● **Exercise brief**
Only an exact reprint of all the data is acceptable.

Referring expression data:
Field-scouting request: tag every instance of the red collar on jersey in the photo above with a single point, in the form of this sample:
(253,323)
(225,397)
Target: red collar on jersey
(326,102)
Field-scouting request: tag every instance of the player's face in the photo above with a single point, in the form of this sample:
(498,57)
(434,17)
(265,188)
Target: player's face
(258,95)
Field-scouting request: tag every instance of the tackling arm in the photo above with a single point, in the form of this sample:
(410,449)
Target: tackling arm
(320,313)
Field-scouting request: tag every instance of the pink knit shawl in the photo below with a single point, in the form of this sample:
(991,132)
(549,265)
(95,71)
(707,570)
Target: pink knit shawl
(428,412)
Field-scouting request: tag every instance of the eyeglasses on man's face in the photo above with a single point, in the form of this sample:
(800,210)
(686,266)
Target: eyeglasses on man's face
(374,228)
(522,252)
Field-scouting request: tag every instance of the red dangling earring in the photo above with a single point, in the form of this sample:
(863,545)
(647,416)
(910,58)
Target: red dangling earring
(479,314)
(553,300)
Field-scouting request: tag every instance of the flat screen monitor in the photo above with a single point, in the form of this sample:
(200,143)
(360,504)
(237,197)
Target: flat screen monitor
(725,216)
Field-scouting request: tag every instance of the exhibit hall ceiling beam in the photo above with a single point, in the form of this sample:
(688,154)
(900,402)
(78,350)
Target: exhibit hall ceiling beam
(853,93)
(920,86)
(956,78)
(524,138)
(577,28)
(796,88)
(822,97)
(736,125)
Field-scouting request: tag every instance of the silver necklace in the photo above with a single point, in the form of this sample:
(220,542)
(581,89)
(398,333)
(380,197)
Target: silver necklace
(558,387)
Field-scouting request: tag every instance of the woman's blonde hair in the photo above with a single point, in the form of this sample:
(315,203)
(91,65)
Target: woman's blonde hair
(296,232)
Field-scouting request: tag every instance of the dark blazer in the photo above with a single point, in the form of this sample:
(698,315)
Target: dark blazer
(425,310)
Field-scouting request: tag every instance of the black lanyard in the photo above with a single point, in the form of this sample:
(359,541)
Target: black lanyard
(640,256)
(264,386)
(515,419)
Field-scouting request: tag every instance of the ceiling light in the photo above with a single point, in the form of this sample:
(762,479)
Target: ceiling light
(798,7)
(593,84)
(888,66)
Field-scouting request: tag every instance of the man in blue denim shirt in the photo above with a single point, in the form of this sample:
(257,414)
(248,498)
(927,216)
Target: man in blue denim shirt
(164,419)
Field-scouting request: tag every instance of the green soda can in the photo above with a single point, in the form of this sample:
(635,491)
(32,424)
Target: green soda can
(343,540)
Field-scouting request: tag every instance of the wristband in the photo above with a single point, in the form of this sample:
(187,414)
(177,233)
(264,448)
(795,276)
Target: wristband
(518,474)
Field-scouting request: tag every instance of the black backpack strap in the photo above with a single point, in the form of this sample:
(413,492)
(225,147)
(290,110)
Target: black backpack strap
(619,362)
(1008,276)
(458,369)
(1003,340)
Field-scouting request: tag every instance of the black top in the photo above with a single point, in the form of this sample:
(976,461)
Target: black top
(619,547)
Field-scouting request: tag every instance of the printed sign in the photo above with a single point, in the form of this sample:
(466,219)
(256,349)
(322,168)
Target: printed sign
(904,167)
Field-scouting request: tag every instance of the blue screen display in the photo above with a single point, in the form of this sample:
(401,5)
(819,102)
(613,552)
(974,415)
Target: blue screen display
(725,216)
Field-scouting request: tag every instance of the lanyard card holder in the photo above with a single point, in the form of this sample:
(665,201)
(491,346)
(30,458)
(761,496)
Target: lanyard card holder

● **Solution to this problem**
Field-scouting request: tag every instance of the red collar on jersey in the photo above with a single point, in the form of this sample:
(253,323)
(225,397)
Target: red collar on jersey
(326,102)
Field-scouting request: tag every instance of the player's face in the photo above with a single point, in the form of this sample:
(498,57)
(434,17)
(265,188)
Target: player's face
(258,95)
Field-scouting request: tag every instance of the tackling arm in the photo above with a single point, in the form of this sample:
(410,449)
Target: tackling arm
(320,313)
Field-scouting request: tag every instance of the pink knit shawl in the photo below with a single point, in the form of this sample:
(991,132)
(549,265)
(95,71)
(707,570)
Target: pink knit shawl
(428,412)
Field-scouting request: tag every instance of the eyeglasses on man's face in the photo above with a single point, in the form of this sample:
(800,210)
(686,266)
Target: eyeglasses on man's face
(374,228)
(522,252)
Field-scouting request: tag every instance of the red dangling earring in the photo above with a single point, in the form of this sample:
(863,545)
(647,416)
(910,58)
Target: red dangling earring
(479,314)
(553,300)
Field-scouting request: tag every instance of the flat screen monitor in the photo above with a single point, in the form of this sample:
(200,143)
(360,504)
(237,197)
Target: flat screen monitor
(725,216)
Field-scouting request: tag every instance of the exhibit hall ceiling beam in the photo above with a single point, in the form of this sample:
(688,154)
(900,402)
(78,350)
Target: exhibit hall ceiling beam
(853,93)
(920,86)
(956,78)
(524,138)
(577,28)
(796,88)
(822,97)
(736,125)
Field-scouting request: tag every instance of the silver necklace in the photo above with a single point, in the form of this sample:
(220,542)
(581,89)
(398,333)
(380,197)
Target: silver necklace
(558,387)
Field-scouting request: tag every instance of the woman's blonde hair in the photo above with a single point, in the form of this sample:
(315,203)
(91,65)
Target: woman's blonde hair
(296,232)
Field-scouting request: tag every instance of the dark blazer in the photo above with a single point, in the form of this sample:
(698,315)
Target: dark blazer
(425,310)
Field-scouting request: tag every instance of the black lanyard in the photo above with a single point, in the form of this sample:
(359,541)
Target: black lanyard
(640,256)
(264,386)
(515,419)
Field-scouting request: tag every instance of the ceiling light in the photo above with a single point, in the form of this sample:
(762,479)
Target: ceiling light
(798,7)
(593,84)
(888,66)
Field-scouting request: tag every instance of the man in blue denim shirt in the photo above with a single point, in the form of this sample:
(257,414)
(248,498)
(927,216)
Target: man in blue denim shirt
(164,419)
Field-scouting request: tag every instance of the green soda can in the photo above with a single point, in the form of this sample:
(635,491)
(32,424)
Target: green soda can
(343,540)
Field-scouting request: tag every instance of the wristband in the photo above with a single point, in the form of this sample:
(187,414)
(177,233)
(264,448)
(795,276)
Target: wristband
(518,474)
Field-scouting request: tag every instance of the black backpack strap in the photo above with a single point, in the form of this sample:
(413,492)
(225,147)
(290,110)
Target: black backpack strap
(619,362)
(1008,276)
(458,369)
(1003,340)
Field-scouting request: tag every instance of the black top in the photo above with a single point, in the form of this sample:
(976,461)
Target: black top
(619,547)
Field-scouting request: tag every instance of the printed sign in the photo above with a single point, in the form of this sample:
(466,219)
(256,349)
(322,168)
Target: printed sign
(904,167)
Field-scouting request: tag every instance of the blue screen display in the photo above with a single point, in the form of this sample:
(401,5)
(819,102)
(613,552)
(974,415)
Target: blue screen display
(725,216)
Field-scouting request: tag every instance of the lanyard card holder in the photo above with a single point, in the form of this sample:
(665,201)
(491,346)
(30,458)
(761,496)
Target: lanyard card holder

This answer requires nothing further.